--- RECORDED DATA Enclosed Below ---

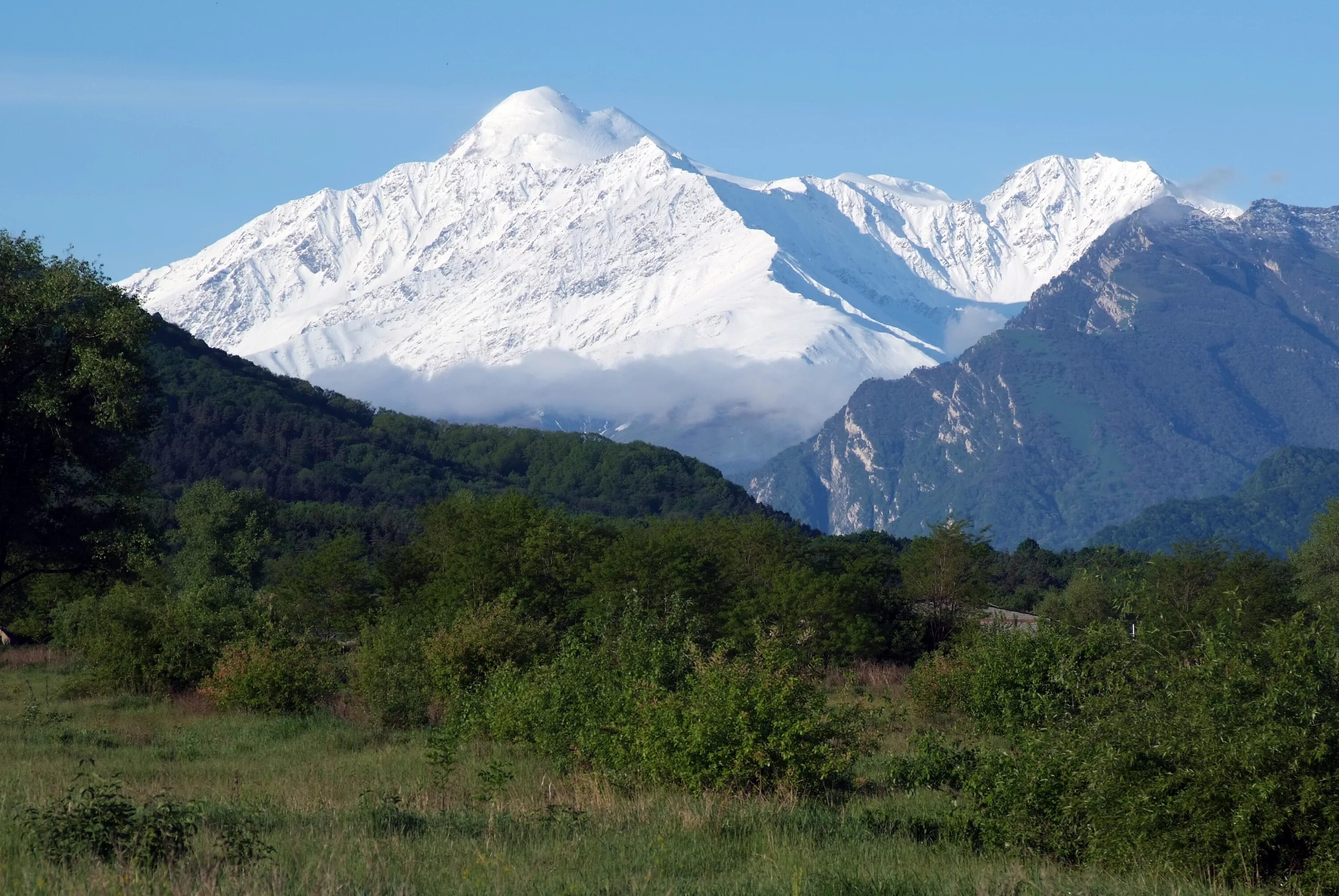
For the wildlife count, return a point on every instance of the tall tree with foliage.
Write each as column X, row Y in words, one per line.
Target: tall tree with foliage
column 946, row 575
column 73, row 413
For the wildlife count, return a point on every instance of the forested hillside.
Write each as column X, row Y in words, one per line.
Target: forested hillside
column 1167, row 363
column 1271, row 512
column 224, row 417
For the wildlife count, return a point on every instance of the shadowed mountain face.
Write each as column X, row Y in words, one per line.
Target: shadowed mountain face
column 1176, row 354
column 1271, row 512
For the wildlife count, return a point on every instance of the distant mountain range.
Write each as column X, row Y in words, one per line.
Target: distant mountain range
column 571, row 270
column 1271, row 512
column 1177, row 353
column 228, row 418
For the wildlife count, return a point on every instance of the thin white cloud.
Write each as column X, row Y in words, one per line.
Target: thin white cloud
column 705, row 403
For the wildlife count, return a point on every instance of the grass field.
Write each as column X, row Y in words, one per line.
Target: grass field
column 347, row 809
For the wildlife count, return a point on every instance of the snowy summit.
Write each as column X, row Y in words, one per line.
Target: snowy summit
column 572, row 268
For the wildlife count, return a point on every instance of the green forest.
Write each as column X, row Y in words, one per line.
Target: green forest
column 263, row 638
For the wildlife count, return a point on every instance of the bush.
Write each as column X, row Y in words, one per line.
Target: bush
column 638, row 701
column 1124, row 753
column 481, row 641
column 938, row 685
column 390, row 673
column 97, row 820
column 271, row 678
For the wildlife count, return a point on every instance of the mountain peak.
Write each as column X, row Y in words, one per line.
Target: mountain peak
column 544, row 129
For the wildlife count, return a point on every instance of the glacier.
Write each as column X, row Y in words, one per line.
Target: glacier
column 572, row 270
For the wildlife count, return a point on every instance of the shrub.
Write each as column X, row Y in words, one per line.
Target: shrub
column 391, row 674
column 271, row 678
column 639, row 701
column 97, row 820
column 938, row 685
column 1123, row 753
column 480, row 641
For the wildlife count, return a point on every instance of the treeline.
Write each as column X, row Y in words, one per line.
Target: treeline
column 666, row 650
column 1183, row 718
column 223, row 417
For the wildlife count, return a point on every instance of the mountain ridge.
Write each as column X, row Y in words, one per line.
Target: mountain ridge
column 1175, row 355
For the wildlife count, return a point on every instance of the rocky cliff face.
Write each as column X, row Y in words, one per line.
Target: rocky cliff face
column 563, row 267
column 1167, row 362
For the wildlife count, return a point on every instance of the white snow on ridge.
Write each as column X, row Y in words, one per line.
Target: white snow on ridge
column 552, row 229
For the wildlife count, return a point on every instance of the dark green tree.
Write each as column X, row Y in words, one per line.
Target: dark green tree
column 224, row 534
column 73, row 413
column 946, row 575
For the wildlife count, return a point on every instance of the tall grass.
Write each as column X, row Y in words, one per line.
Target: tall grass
column 349, row 809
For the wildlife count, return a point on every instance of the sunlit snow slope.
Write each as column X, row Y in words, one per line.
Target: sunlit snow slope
column 571, row 268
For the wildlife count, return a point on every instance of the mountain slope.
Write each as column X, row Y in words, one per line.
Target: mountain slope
column 568, row 265
column 1271, row 512
column 229, row 418
column 1176, row 354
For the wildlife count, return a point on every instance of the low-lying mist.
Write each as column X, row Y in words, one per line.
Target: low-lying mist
column 730, row 414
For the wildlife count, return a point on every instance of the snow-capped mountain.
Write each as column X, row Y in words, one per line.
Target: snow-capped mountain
column 574, row 265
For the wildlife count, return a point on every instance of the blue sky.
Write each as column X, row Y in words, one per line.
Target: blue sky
column 137, row 133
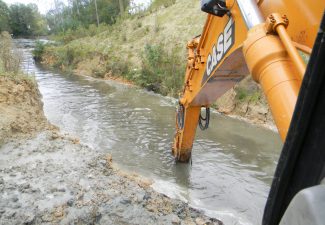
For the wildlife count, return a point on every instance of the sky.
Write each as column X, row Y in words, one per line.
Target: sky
column 45, row 5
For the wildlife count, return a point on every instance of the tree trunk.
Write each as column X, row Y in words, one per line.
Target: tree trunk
column 97, row 18
column 121, row 6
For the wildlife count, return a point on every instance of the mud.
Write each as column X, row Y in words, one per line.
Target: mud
column 52, row 179
column 21, row 108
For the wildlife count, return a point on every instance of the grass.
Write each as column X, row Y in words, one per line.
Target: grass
column 147, row 49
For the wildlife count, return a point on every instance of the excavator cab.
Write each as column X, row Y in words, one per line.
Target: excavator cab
column 265, row 39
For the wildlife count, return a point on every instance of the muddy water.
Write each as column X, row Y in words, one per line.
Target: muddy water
column 233, row 162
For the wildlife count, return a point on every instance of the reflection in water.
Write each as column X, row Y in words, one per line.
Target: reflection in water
column 233, row 162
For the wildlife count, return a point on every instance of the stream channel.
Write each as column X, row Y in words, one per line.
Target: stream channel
column 232, row 162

--- End of Enclosed RECORDED DATA ---

# [WHAT TO WORK ON]
Output every line of the records above unchanged, and keep the pictures out.

# [YOUR SOLUTION]
For the wildlife count, return a point on every instance of the tall tree with foliage.
Write each as column X, row Y in words, one per line.
Target: tall tree with foliage
column 946, row 575
column 73, row 413
For the wildlife count, return a point on every instance of the forested hillside.
Write each as column X, row Y in words, one per line.
Target: forested hillside
column 1167, row 363
column 1271, row 512
column 224, row 417
For the wildlife count, return a point on every instance of the shadowed mountain face.
Write each as column X, row Y in words, one per line.
Target: shadowed mountain face
column 1176, row 354
column 1271, row 512
For the wildlife count, return a point on every instance of the distant mountain range.
Write each as column X, row Y in words, one per line.
Target: distant mountain range
column 571, row 270
column 1271, row 512
column 1177, row 353
column 228, row 418
For the wildlife count, return a point on every instance of the thin white cloud.
Write each as column X, row Y in words, one per line.
Target: thin white cloud
column 705, row 403
For the wildlife count, return a point on every instance of the grass field.
Write each as column X, row Y in words, one per line.
Target: grass field
column 347, row 809
For the wildlife count, return a point on every instance of the snowy summit.
Write each as column X, row Y in words, one per line.
Target: snowy summit
column 572, row 268
For the wildlife count, return a point on every instance of the green forest.
Write each as column X, row Y in words, one per line.
Target: green forest
column 263, row 638
For the wildlife count, return a point on every instance of the bush.
Write each as column X, row Y in words, one per line.
Target: bush
column 638, row 701
column 1124, row 753
column 481, row 641
column 938, row 685
column 390, row 673
column 97, row 820
column 271, row 678
For the wildlife count, return a point on every instance of the mountain peak.
Write each as column X, row Y in words, one per line.
Target: mountain peak
column 544, row 129
For the wildlife count, return a point on every instance of the glacier.
Write each as column X, row Y in words, one per line.
Target: glacier
column 572, row 270
For the wildlife count, return a point on every instance of the shrub.
Write each as column X, row Y in words, one per line.
Target: shrub
column 391, row 674
column 271, row 678
column 639, row 701
column 97, row 820
column 938, row 685
column 1123, row 753
column 480, row 641
For the wildlife count, return a point on every instance of the treeline.
Write each as column X, row Y in words, one per line.
Target: treeline
column 666, row 650
column 1183, row 718
column 223, row 417
For the wildlife count, return a point on every instance of the mountain ridge.
Write each as column X, row Y in words, one per line.
Target: mountain ridge
column 1175, row 355
For the wildlife count, return a point on every instance of the rocky cliff face.
Write each as column X, row Y in words, one per line.
Target: rocky cliff face
column 563, row 267
column 1167, row 362
For the wildlife count, return a point on every instance of the white snow on ridge.
Write each as column X, row Y in words, one per line.
Target: white snow on ridge
column 552, row 229
For the wildlife count, return a point on every instance of the dark green tree.
Write each as column X, row Y in words, one per line.
Target: dark green tree
column 224, row 534
column 73, row 413
column 946, row 575
For the wildlife count, return a point on every instance of the tall grass.
Write each as column X, row Y in words, one per line.
Target: tall grass
column 349, row 809
For the wildlife count, return a point on every instance of the sunlit snow slope.
Write each as column X, row Y in words, one per line.
Target: sunlit snow slope
column 571, row 268
For the wildlife count, return a point on every instance of the mountain slope.
Write each as column X, row Y in words, one per line.
Target: mountain slope
column 568, row 265
column 1271, row 512
column 229, row 418
column 1176, row 354
For the wildlife count, return a point on every instance of the low-lying mist.
Write each as column X, row Y in words, one per line.
Target: low-lying mist
column 730, row 414
For the wildlife count, return a point on every instance of the snow-capped mountain.
Write each as column X, row Y in words, one per line.
Target: snow-capped mountain
column 574, row 265
For the wildlife count, return a point on every instance of the blue sky.
Write each as column X, row Y in words, one per line.
Target: blue sky
column 137, row 133
For the wildlife count, return a point on every instance of the sky.
Write each as column X, row Y in words, one per line.
Target: sky
column 45, row 5
For the wildlife count, return a point on every instance of the tree trunk.
Write each as column X, row Y in words, one per line.
Target: tree trunk
column 97, row 18
column 121, row 6
For the wildlife count, return a point on every instance of the mud.
Write each as column X, row Y in words, one per line.
Target: mud
column 52, row 179
column 21, row 108
For the wildlife count, return a point on every instance of the grass.
Write each as column X, row Y in words, one per line.
Target: grass
column 147, row 49
For the wildlife count, return a point on every instance of the excavator cab.
Write each as column X, row Y in words, one per line.
Target: excavator cab
column 265, row 39
For the wildlife count, return a point on every instance of the muddy water.
Write each as column X, row Y in words, one per line.
Target: muddy water
column 233, row 162
For the wildlife count, return a point on every instance of the reflection in water.
Write each as column X, row Y in words, one per line.
Target: reflection in water
column 233, row 162
For the wildlife count, return a point on every instance of the stream channel.
Write each as column X, row Y in words, one per line.
Target: stream channel
column 232, row 162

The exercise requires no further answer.